### [Exercise details]
Return every line of the entries below unchanged, omitting the pictures.
BEGIN Available data
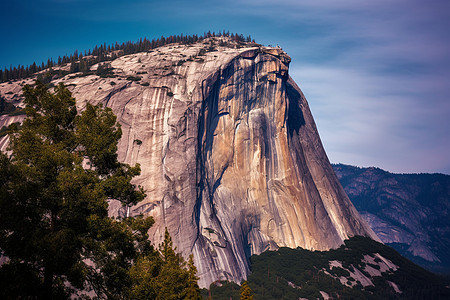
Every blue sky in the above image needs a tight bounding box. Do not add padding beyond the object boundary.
[0,0,450,174]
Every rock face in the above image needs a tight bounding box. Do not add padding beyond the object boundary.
[333,164,450,274]
[1,38,377,287]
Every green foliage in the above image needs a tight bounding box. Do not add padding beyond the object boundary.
[0,122,20,137]
[204,237,450,299]
[0,82,200,299]
[95,63,116,78]
[0,96,25,116]
[126,229,200,300]
[240,281,253,300]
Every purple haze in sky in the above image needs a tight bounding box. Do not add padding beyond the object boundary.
[0,0,450,174]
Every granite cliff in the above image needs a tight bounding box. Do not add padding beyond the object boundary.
[0,38,377,287]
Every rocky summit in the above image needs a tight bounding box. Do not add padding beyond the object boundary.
[0,37,377,287]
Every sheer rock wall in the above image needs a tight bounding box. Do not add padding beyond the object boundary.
[0,40,377,287]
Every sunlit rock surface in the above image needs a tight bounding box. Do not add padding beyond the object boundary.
[0,38,377,287]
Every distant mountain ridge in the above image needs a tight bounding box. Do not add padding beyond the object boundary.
[0,36,378,287]
[333,164,450,273]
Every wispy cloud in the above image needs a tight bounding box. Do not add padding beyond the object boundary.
[0,0,450,174]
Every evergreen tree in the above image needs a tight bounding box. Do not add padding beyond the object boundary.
[241,281,253,300]
[185,254,201,300]
[0,82,149,299]
[156,228,188,300]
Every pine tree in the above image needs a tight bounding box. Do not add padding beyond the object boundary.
[185,254,201,300]
[0,82,151,299]
[241,281,253,300]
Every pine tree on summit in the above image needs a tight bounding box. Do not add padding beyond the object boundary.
[241,281,253,300]
[0,81,148,299]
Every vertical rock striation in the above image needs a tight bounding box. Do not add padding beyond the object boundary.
[0,38,377,287]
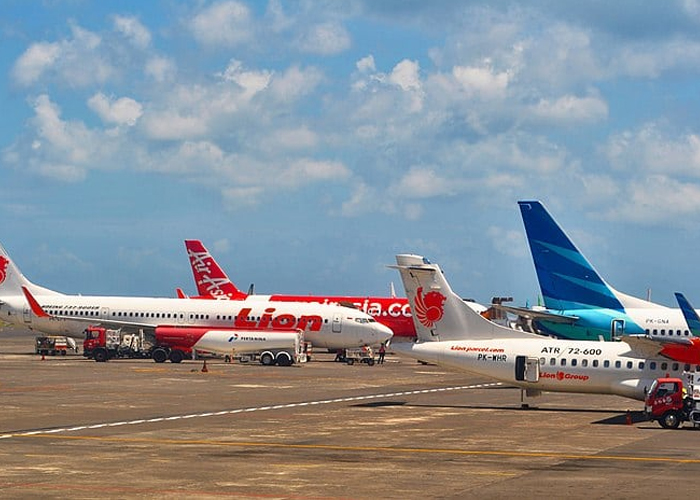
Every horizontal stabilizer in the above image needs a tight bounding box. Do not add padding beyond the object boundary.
[491,304,579,325]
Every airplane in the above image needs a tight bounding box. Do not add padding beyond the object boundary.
[499,201,691,340]
[183,240,440,339]
[390,254,700,400]
[0,241,392,349]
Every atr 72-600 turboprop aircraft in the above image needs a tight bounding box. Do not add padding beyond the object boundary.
[185,240,486,338]
[0,242,392,349]
[392,255,700,400]
[501,201,691,340]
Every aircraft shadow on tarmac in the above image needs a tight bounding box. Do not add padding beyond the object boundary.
[353,401,648,425]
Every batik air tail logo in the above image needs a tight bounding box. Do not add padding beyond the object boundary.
[414,287,446,328]
[0,255,10,285]
[187,249,231,300]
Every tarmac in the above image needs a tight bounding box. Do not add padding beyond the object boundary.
[0,327,700,499]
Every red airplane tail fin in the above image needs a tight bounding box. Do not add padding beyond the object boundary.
[185,240,247,300]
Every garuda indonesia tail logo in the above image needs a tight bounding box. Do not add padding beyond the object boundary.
[0,255,10,284]
[413,287,446,328]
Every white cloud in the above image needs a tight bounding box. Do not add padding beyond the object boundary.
[270,66,323,102]
[299,22,351,55]
[531,95,608,124]
[389,59,421,91]
[144,57,177,83]
[39,163,87,182]
[221,59,273,100]
[605,123,700,177]
[12,42,61,85]
[143,110,208,140]
[355,54,377,73]
[452,65,509,97]
[390,166,455,198]
[32,94,92,163]
[190,1,253,47]
[265,127,318,149]
[13,24,118,87]
[88,92,143,126]
[273,158,350,186]
[609,37,700,79]
[114,16,151,49]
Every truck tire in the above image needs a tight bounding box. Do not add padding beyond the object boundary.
[92,349,109,363]
[151,347,168,363]
[170,349,185,363]
[659,410,681,429]
[275,351,292,366]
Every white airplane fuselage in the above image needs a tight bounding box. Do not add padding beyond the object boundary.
[392,338,695,400]
[0,294,392,349]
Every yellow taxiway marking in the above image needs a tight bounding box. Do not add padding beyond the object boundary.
[15,434,700,464]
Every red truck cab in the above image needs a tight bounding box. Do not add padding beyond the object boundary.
[644,377,686,429]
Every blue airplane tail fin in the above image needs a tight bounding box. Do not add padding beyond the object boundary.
[518,201,624,311]
[675,292,700,337]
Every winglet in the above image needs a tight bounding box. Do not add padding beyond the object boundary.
[22,286,50,318]
[675,292,700,337]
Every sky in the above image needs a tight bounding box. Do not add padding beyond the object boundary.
[0,0,700,305]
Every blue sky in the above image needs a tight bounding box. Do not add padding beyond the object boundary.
[0,0,700,305]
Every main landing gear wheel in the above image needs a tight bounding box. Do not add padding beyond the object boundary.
[659,410,681,429]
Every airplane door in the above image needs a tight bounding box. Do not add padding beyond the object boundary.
[610,319,625,340]
[333,313,343,333]
[515,356,540,382]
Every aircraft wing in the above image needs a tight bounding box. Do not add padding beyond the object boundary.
[491,304,579,325]
[22,286,154,328]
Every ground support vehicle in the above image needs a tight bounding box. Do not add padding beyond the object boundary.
[35,335,78,356]
[220,330,308,366]
[644,372,700,429]
[345,346,374,366]
[83,326,192,363]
END Available data
### [Result of this exercise]
Every blue sky in the above image needs a tight bounding box. Do not add padding beyond the object boundary.
[0,0,450,174]
Every rock face in the above image needs a tight bounding box. Do not add padding beyond the object boundary.
[333,164,450,274]
[1,38,377,287]
Every green foliage in the above image needs a tight bounding box. Do not add padding beyond the object boundary.
[0,122,20,137]
[204,237,450,299]
[0,82,200,299]
[95,63,116,78]
[0,96,25,116]
[126,229,200,300]
[240,281,253,300]
Every purple haze in sky in the above image needs a tight bounding box. Do not add padding beyond the object boundary.
[0,0,450,174]
Every granite cliff in the above image needs a tight bounding box. Do not add padding beyond the object boundary.
[0,38,377,287]
Every rocky summit in the above image needs a tight bounding box. Do not add padding beyond the object boundary.
[0,37,377,287]
Every sheer rock wall in the above image needs a tight bounding box. Do not add padding beyond the object boundary.
[0,40,377,287]
Every sunlit rock surface in the above image needs a tight bounding box. Do not add padding beyond the object boundary.
[0,38,377,287]
Every distant mountain ridge in the above image needs a tight bounding box. Do not add padding beyond the object boundary.
[0,36,378,287]
[333,164,450,273]
Every wispy cloud in the above image needs a tight bounding box. Do not add padding beyond the object boundary.
[0,0,450,174]
Every evergreen tree in the above image needs a tight bounding box. Do not add padding beyond the object boundary.
[241,281,253,300]
[185,254,201,300]
[0,82,149,299]
[156,228,188,300]
Every pine tree in the above image needs a tight bounding box. Do not add padding beyond the object boundary.
[185,254,201,300]
[0,82,151,299]
[241,281,253,300]
Every pine tree on summit in the above image needs a tight bounding box. Do not add padding beyond the object boundary.
[241,281,253,300]
[0,81,148,299]
Every vertical rock striation in the above image needs a tight bounding box. Do not add padding beyond the object boundary.
[0,38,377,287]
Every horizontal stabilizer in the above image needs a tight bounding box. Do not add padding beyond the object boundary.
[491,304,579,325]
Every airplane in the above image needs a tight bounding box. Do not add padding beyond the object boundary.
[499,201,691,340]
[183,240,440,339]
[390,254,700,400]
[0,241,392,349]
Every atr 72-600 turboprop aircraft in the above image needs a tight bounding box. Do not add padding beyond the object boundary.
[185,240,486,338]
[0,242,392,349]
[392,255,700,400]
[501,201,691,340]
Every aircraft shadow on tarmac in the above image needs a tight bounding box. Do not add padding beyond the object boundary.
[353,401,648,425]
Every batik air tail logo in the above image needs a tight bounding box. Do not add padding beyond the object boundary.
[414,287,446,328]
[0,255,10,285]
[187,249,231,300]
Every tarmac in the above image needs a tight bounding box. Do not add padding beyond the object boundary.
[0,327,700,499]
Every red airplane tail fin in the above image needs a tight bounding box. Do not add padding beyond the object boundary.
[185,240,247,300]
Every garuda indonesia tail logo in the above image needs a tight bounding box. Do not add padding beyond the object boundary.
[0,255,10,284]
[413,287,446,328]
Every white cloud in the above image needs a tight bounding box. Do not add padding beyond the object boundary.
[270,66,323,102]
[299,22,351,55]
[531,95,608,124]
[389,59,421,91]
[144,57,177,83]
[39,163,87,182]
[221,59,273,100]
[605,123,700,177]
[12,42,61,85]
[143,110,208,140]
[355,54,377,73]
[452,65,509,97]
[390,166,455,198]
[32,94,92,163]
[190,1,253,47]
[265,127,318,149]
[13,24,118,87]
[88,92,143,126]
[273,158,350,186]
[609,37,700,79]
[114,16,151,49]
Every truck tire in the above image needs a tight bounding box. Do not add padding beyond the object boundary.
[92,349,109,363]
[151,347,168,363]
[170,349,185,363]
[659,410,681,429]
[275,351,292,366]
Every white airplane fuselage in the above image needs a tight bounding box. Do not add padding beyond the object boundary.
[392,338,695,400]
[0,294,392,349]
Every yellow taxiway marking in the above image needs a tight bounding box. Do not add padding beyond the object boundary.
[15,434,700,464]
Every red truck cab in the above image needs a tight bounding box. Do not add padding beyond the object boundary.
[644,377,686,429]
Every blue airplane tail fin in the above image needs a tight bounding box. Do not add padding beyond the object boundary.
[518,201,624,311]
[675,292,700,337]
Every winglet in the above image needs a tight bounding box. Do not add padding beyond the object boundary.
[22,286,50,318]
[675,292,700,337]
Every sky in the above image needs a tight bounding box. Do not add padding beyond the object boundary.
[0,0,700,305]
Every blue sky in the above image needs a tight bounding box. Do not add padding beyond the object boundary.
[0,0,700,305]
Every main landing gear wheel in the above image needs a tight bounding box. Do not add padding beyond the object boundary.
[659,410,681,429]
Every airplane door in the above image needs a tight bounding box. Do not add padding beyond the object boundary.
[610,319,625,340]
[333,313,343,333]
[515,356,540,382]
Every aircraft wing in the above image needs a tight bounding box. Do not add padding beyond the object boundary.
[491,304,579,325]
[22,286,154,328]
Every ground support vehicle in the above image needs a tight bounding box. Do not add padding beyond the object boundary.
[35,335,78,356]
[220,330,308,366]
[644,372,700,429]
[345,346,374,366]
[83,326,192,363]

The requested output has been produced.